Start of Data for the task
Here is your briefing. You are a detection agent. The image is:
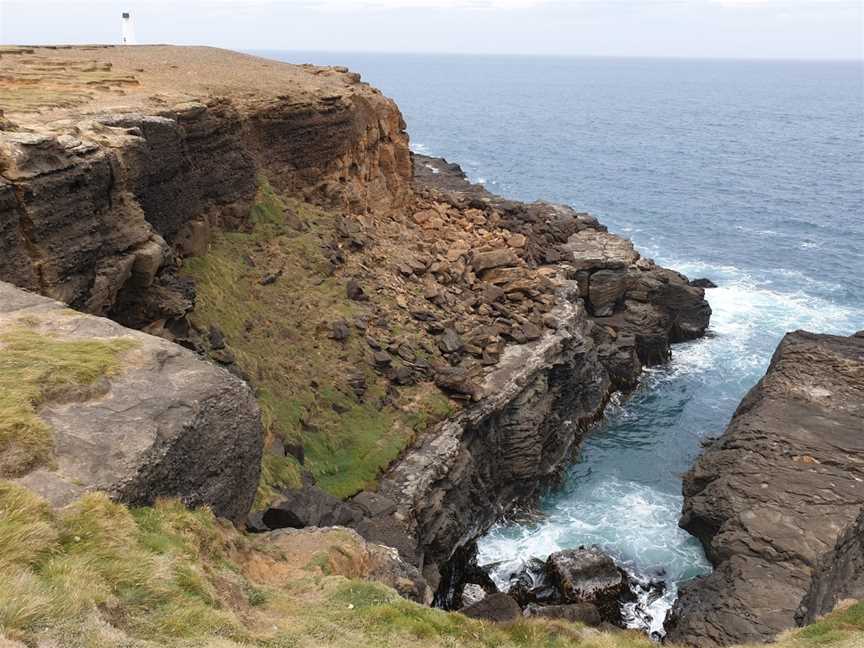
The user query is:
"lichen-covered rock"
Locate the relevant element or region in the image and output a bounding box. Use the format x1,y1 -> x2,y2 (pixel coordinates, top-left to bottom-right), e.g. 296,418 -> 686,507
668,331 -> 864,647
1,282 -> 263,523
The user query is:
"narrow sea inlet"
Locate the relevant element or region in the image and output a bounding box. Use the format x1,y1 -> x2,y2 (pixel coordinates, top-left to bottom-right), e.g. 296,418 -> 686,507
264,51 -> 864,631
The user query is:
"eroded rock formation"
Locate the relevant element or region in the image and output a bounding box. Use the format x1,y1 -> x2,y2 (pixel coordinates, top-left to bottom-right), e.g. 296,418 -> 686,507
668,330 -> 864,646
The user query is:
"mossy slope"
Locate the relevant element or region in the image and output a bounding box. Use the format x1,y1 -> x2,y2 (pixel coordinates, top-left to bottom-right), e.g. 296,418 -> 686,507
183,179 -> 452,503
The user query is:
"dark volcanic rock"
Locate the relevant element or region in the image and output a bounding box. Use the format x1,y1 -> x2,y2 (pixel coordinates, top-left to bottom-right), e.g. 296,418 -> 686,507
End of Data for the task
Task brief => Everything in the records above except the pictures is to be reproduced word for word.

Problem solution =>
Here is your briefing. You are a detection agent. The image is:
The user query is:
"lichen-covered rock"
Locate the relevant element or region in the image and output a bounding box. Use the format x1,y1 -> x2,y2 (pixel coordinates, top-left to bottom-right), e.g. 296,418 -> 686,507
668,331 -> 864,647
1,282 -> 263,523
The user query is:
"narrow sea inlet"
Locate the relevant element or region in the image and output a bounding box. Use the format x1,y1 -> x2,y2 (pixel coordinates, top-left to bottom-right), e.g. 296,418 -> 686,507
264,51 -> 864,631
The user query is:
"eroded rock formation"
Locate the relevant element or region in the image and output a bounding box. Use the format x1,y1 -> x2,y2 (pixel coordinates, top-left to bottom-right), e.g. 296,418 -> 686,507
668,330 -> 864,646
The user query is:
"mossy slope"
Locate the relevant element or region in the image and output a bounding box. Use the format x1,y1 -> x2,y2 (pixel coordinates, top-left to bottom-right), e.g. 296,418 -> 686,507
183,179 -> 452,503
The user query is:
"dark volcanic rock"
Locate the relevant element or region in the image and output a bounding box. Use the format x1,y1 -> x2,y2 (pixel coordinates, top-left to bottom-right), e.g. 296,418 -> 686,507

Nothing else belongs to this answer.